= EXTRAIT DE PAGE =
::::

D'autant plus qu'ils le font toujours à partir des racines!
J'aime beaucoup ces enregistrements même s'ils n'ont pas été bien reçus par les amateurs.

Êtes-vous conscient d'avoir pris la place des grands maîtres de l'harmonica aux yeux des jeunes générations. Cela ne vous dérange-t-il pas de vous faire piquer vos plans par les nouveaux harmonicistes ?
Cela ne me pose aucun problème, j'en suis même fier!
Si des jeunes me voient, aujourd'hui, comme moi je voyais mes maîtres, à l'époque, cela veut dire que j'ai fait quelque chose de ma vie.

J'ai joué, il y a peu, avec James Cotton…
C'est moi qui ai joué avec lui et pas l'inverse… c'est lui le maître!

Si je peux transmettre quelque chose aux jeunes, tant mieux!
C'est ce que j'ai voulu faire toute ma vie…

Vous êtes l'un des rares harmonicistes contemporains à posséder votre propre son…
Oui mais c'est le résultat de beaucoup d'influences que j'ai assimilées…
Au bout d'un moment c'est ma propre improvisation qui est sortie.
Aujourd'hui, après de nombreuses années, j'en suis arrivé au point où je peux vraiment jouer.

Que pensez-vous de la série, de films sur le Blues, produite par Martin Scorcese ?
L'essentiel est que cela amène des gens vers le Blues…
Je ne suis pas toujours convaincu du résultat final, y compris pour le film dans lequel je figure, mais si cela permet aux gens de prendre conscience de l'historique du Blues ça me va !

::::

= ENTRÉES EXTRAITES =
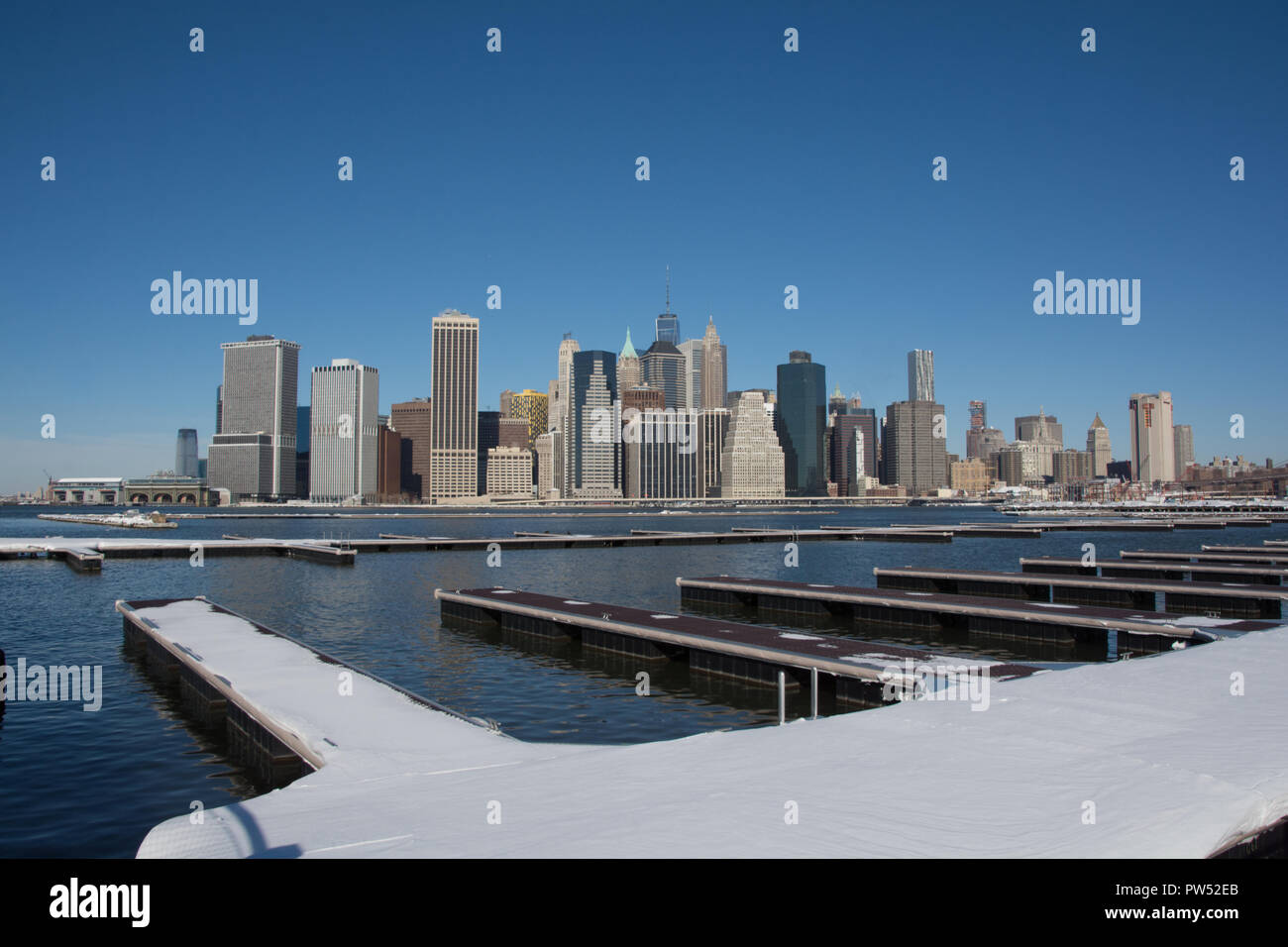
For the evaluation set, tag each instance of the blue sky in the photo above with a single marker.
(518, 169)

::::

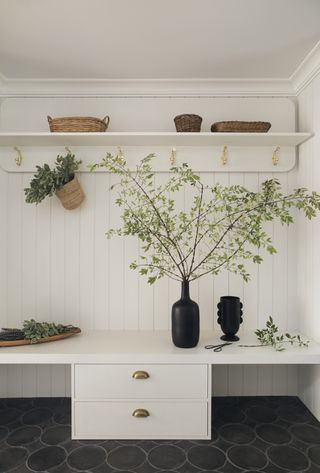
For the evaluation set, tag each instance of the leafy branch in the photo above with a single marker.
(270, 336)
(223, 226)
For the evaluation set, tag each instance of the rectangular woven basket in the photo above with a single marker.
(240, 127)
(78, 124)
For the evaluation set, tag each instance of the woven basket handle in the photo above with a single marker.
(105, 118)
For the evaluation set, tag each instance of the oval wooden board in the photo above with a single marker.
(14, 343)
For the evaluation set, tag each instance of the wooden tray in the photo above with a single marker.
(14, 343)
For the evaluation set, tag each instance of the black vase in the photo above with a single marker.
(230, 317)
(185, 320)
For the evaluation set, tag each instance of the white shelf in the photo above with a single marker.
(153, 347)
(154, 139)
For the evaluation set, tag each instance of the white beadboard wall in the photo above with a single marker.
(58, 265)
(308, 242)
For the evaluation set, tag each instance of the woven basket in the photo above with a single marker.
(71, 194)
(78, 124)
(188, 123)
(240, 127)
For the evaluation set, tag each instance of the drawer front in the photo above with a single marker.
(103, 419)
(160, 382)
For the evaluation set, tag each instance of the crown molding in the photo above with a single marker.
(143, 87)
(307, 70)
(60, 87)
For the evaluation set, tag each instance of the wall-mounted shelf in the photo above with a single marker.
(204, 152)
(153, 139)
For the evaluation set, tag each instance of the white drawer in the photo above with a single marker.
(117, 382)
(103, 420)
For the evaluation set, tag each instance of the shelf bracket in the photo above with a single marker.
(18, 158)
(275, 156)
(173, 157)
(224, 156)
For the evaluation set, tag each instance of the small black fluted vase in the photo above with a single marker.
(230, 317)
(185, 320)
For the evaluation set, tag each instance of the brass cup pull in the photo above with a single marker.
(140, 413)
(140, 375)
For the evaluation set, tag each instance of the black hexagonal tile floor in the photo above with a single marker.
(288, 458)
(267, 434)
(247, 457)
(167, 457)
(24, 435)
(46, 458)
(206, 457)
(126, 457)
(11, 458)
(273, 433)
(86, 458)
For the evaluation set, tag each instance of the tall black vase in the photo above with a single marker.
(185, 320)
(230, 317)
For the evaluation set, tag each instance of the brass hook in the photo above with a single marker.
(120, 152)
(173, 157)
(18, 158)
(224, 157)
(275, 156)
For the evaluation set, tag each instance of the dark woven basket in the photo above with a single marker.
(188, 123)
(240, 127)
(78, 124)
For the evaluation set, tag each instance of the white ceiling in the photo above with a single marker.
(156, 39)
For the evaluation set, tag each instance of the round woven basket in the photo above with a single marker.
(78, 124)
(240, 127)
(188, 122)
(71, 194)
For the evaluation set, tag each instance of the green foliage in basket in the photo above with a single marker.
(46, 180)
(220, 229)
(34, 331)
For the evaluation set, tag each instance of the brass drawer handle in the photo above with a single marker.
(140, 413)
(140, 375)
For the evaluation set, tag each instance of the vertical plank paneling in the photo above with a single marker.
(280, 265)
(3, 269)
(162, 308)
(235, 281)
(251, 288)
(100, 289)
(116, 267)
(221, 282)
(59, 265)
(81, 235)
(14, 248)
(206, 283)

::::

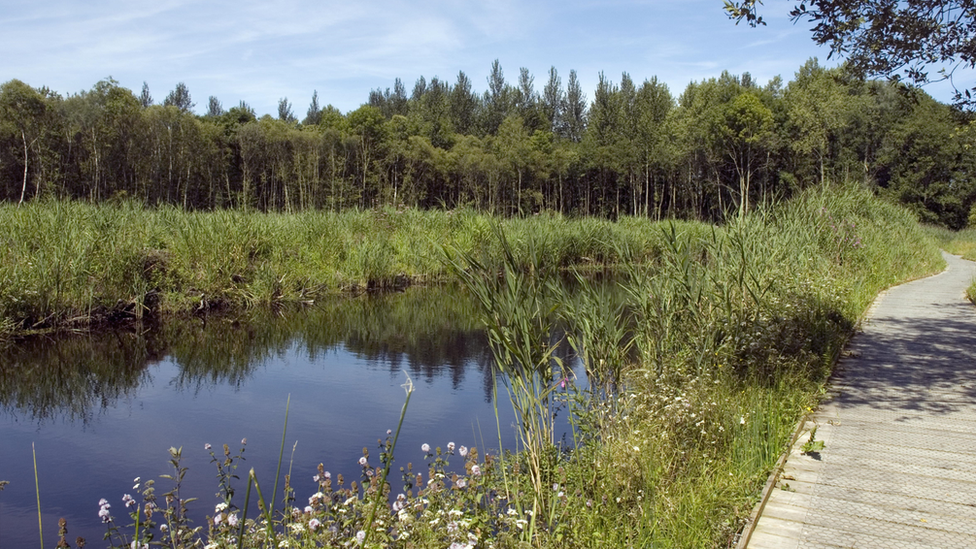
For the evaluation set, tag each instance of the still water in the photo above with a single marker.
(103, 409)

::::

= CONSIGNES ET EXIGENCES =
Pourriez-vous prolonger l'interview de l'harmoniciste à partir de sa dernière réplique ? Les enregistrements n'ont aucun rapport avec l'interview de l'harmoniciste.

= RÉPONSE PROPOSÉE =
Ce qui est bien c'est que ce soit Scorcese qui ait été impliqué dans ce projet.

Pouvez-vous nous parler de " Kim's mix " ?
Il s'agit de 117 morceaux enregistrés en analogique et en une prise directe, sans overdub.
Des musiciens fabuleux comme les frères Moeller, Junior Watson, Kid Ramos, Larry Taylor, Rusty Zinn y ont participé…
C'est le top des musiciens du genre. Quand ces gens là seront partis, ce sera difficile d'assurer une relève.

Je suis propriétaire de ces morceaux et je ne veux pas m'enquiquiner avec des maisons de disques.
Si vous en parlez à des gens, dites simplement www.bluebeatmusic.com
Concernant le son de ces bandes, je peux vous dire que ça plait à Larry Taylor qui est réputé pour ne pas aimer grand-chose, c'est donc un sacré critère (rires) !

Qu'écoutez-vous, comme musiques, au quotidien ?
James Cotton, B King, Telonious Monk, Miles Davis, Otis Redding, Little Richard, Muddy Waters, Little Walter, Sonny Boy Williamson…

Et dans les productions actuelles ?
Rien, je n'écoute que les morts (rires) !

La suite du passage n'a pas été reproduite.